◆ **Request**
Lay out the records below as a Markdown table with the columns Row and Line. Number each row, skip blank lines, and leave the pictures out.

◆ **Task inputs**

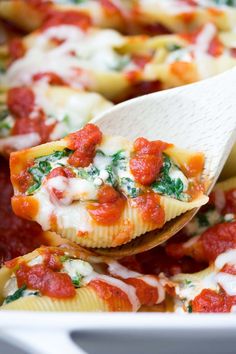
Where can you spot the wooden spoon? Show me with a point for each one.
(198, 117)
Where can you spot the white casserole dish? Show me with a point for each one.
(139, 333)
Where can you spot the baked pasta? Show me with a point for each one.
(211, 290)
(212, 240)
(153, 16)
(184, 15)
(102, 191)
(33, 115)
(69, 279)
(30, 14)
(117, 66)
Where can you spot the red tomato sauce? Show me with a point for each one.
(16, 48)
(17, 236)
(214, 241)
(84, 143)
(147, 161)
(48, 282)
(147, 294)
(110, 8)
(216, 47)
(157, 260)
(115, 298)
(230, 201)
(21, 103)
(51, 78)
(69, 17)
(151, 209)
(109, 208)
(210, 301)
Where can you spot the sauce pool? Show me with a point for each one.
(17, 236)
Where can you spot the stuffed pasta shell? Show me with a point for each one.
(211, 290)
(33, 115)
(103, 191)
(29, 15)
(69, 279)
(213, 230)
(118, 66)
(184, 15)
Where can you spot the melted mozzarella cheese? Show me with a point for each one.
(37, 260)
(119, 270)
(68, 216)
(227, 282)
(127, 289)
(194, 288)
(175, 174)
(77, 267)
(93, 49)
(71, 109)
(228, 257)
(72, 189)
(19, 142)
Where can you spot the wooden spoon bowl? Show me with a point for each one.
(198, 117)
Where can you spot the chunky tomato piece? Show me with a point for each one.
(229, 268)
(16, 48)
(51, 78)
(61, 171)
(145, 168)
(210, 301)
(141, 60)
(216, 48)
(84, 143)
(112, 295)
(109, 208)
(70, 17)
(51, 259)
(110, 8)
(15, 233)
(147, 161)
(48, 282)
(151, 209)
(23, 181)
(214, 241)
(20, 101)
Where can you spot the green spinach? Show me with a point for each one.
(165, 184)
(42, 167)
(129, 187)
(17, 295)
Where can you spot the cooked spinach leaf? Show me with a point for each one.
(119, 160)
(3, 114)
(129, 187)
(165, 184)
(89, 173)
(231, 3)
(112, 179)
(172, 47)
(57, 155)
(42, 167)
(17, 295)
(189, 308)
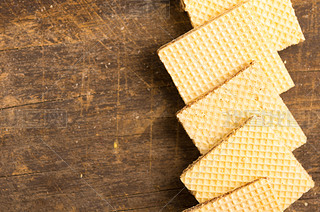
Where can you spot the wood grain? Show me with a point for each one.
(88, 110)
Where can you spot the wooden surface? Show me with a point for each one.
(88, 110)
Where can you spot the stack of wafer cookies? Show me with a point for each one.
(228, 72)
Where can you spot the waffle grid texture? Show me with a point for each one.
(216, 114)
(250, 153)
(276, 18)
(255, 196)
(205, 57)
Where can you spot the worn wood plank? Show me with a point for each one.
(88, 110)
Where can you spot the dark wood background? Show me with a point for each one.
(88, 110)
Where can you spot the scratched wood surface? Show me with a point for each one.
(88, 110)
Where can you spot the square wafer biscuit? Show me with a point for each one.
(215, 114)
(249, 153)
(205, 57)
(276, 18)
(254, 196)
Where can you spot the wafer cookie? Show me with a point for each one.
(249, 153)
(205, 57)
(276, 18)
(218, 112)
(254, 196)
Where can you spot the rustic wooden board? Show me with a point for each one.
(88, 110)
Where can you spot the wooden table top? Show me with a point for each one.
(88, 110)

◆ **Solution**
| Row | Line |
|---|---|
| 1 | Where can you spot the wooden spoon? Show me with a point for each one. |
| 2 | (198, 117) |
| 3 | Where can you spot the white casserole dish? Show me with a point for each one. |
| 4 | (139, 333) |
| 5 | Where can you spot the baked pasta? Show me with a point for each one. |
| 6 | (211, 290) |
| 7 | (212, 240) |
| 8 | (153, 16) |
| 9 | (184, 15) |
| 10 | (102, 191) |
| 11 | (33, 115) |
| 12 | (69, 279) |
| 13 | (30, 14) |
| 14 | (117, 66) |
| 15 | Where can you spot the red tomato sauce? Show me with a point for each one. |
| 16 | (16, 48) |
| 17 | (17, 236) |
| 18 | (214, 241) |
| 19 | (84, 143) |
| 20 | (147, 161) |
| 21 | (48, 282) |
| 22 | (147, 294) |
| 23 | (110, 8) |
| 24 | (216, 47) |
| 25 | (157, 260) |
| 26 | (115, 298) |
| 27 | (230, 201) |
| 28 | (21, 103) |
| 29 | (51, 78) |
| 30 | (69, 17) |
| 31 | (151, 209) |
| 32 | (109, 208) |
| 33 | (210, 301) |
| 34 | Where can you spot the sauce pool? Show me with a point for each one. |
| 35 | (17, 236) |
| 36 | Where can you spot the stuffed pasta shell? Show me with a point for each one. |
| 37 | (211, 290) |
| 38 | (33, 115) |
| 39 | (103, 191) |
| 40 | (29, 15) |
| 41 | (69, 279) |
| 42 | (213, 230) |
| 43 | (118, 66) |
| 44 | (184, 15) |
| 45 | Where can you spot the melted mozzarella cheese? Show me with a point for each one. |
| 46 | (37, 260) |
| 47 | (119, 270) |
| 48 | (68, 216) |
| 49 | (227, 282) |
| 50 | (127, 289) |
| 51 | (194, 288) |
| 52 | (175, 174) |
| 53 | (77, 267) |
| 54 | (93, 49) |
| 55 | (71, 109) |
| 56 | (228, 257) |
| 57 | (72, 189) |
| 58 | (19, 142) |
| 59 | Where can you spot the wooden spoon bowl? Show me with a point for each one. |
| 60 | (198, 117) |
| 61 | Where can you spot the chunky tomato piece? Show me with a point for each one. |
| 62 | (229, 268) |
| 63 | (16, 48) |
| 64 | (51, 78) |
| 65 | (61, 171) |
| 66 | (145, 168) |
| 67 | (210, 301) |
| 68 | (141, 60) |
| 69 | (216, 48) |
| 70 | (84, 143) |
| 71 | (112, 295) |
| 72 | (109, 208) |
| 73 | (70, 17) |
| 74 | (51, 259) |
| 75 | (110, 8) |
| 76 | (15, 233) |
| 77 | (147, 161) |
| 78 | (48, 282) |
| 79 | (151, 209) |
| 80 | (23, 181) |
| 81 | (214, 241) |
| 82 | (20, 101) |
| 83 | Where can you spot the green spinach? Show me with a point for each one. |
| 84 | (165, 184) |
| 85 | (42, 167) |
| 86 | (129, 187) |
| 87 | (17, 295) |
| 88 | Where can you spot the cooked spinach leaf? Show me with a point for each one. |
| 89 | (119, 160) |
| 90 | (3, 114) |
| 91 | (129, 187) |
| 92 | (165, 184) |
| 93 | (89, 173) |
| 94 | (231, 3) |
| 95 | (112, 179) |
| 96 | (172, 47) |
| 97 | (57, 155) |
| 98 | (42, 167) |
| 99 | (17, 295) |
| 100 | (189, 308) |
| 101 | Where can you spot the wood grain? Show me with a point for each one. |
| 102 | (88, 110) |
| 103 | Where can you spot the wooden surface? Show me with a point for each one. |
| 104 | (88, 110) |
| 105 | Where can you spot the stack of wafer cookies? Show me with a point for each one. |
| 106 | (228, 72) |
| 107 | Where can you spot the waffle grid texture? Show me with a point for each one. |
| 108 | (216, 114) |
| 109 | (250, 153) |
| 110 | (276, 18) |
| 111 | (255, 196) |
| 112 | (205, 57) |
| 113 | Where can you spot the worn wood plank? Show me with a point for each one. |
| 114 | (88, 110) |
| 115 | Where can you spot the dark wood background? Show me with a point for each one. |
| 116 | (88, 110) |
| 117 | Where can you spot the scratched wood surface? Show me with a point for each one. |
| 118 | (88, 110) |
| 119 | Where can you spot the square wafer biscuit? Show me with a point for each one. |
| 120 | (215, 114) |
| 121 | (249, 153) |
| 122 | (205, 57) |
| 123 | (276, 18) |
| 124 | (254, 196) |
| 125 | Where can you spot the wafer cookie? Show me with a point for each one. |
| 126 | (249, 153) |
| 127 | (205, 57) |
| 128 | (276, 18) |
| 129 | (218, 112) |
| 130 | (254, 196) |
| 131 | Where can you spot the rustic wooden board? Show me with a point for each one. |
| 132 | (88, 110) |
| 133 | Where can you spot the wooden table top? Show me with a point for each one. |
| 134 | (88, 110) |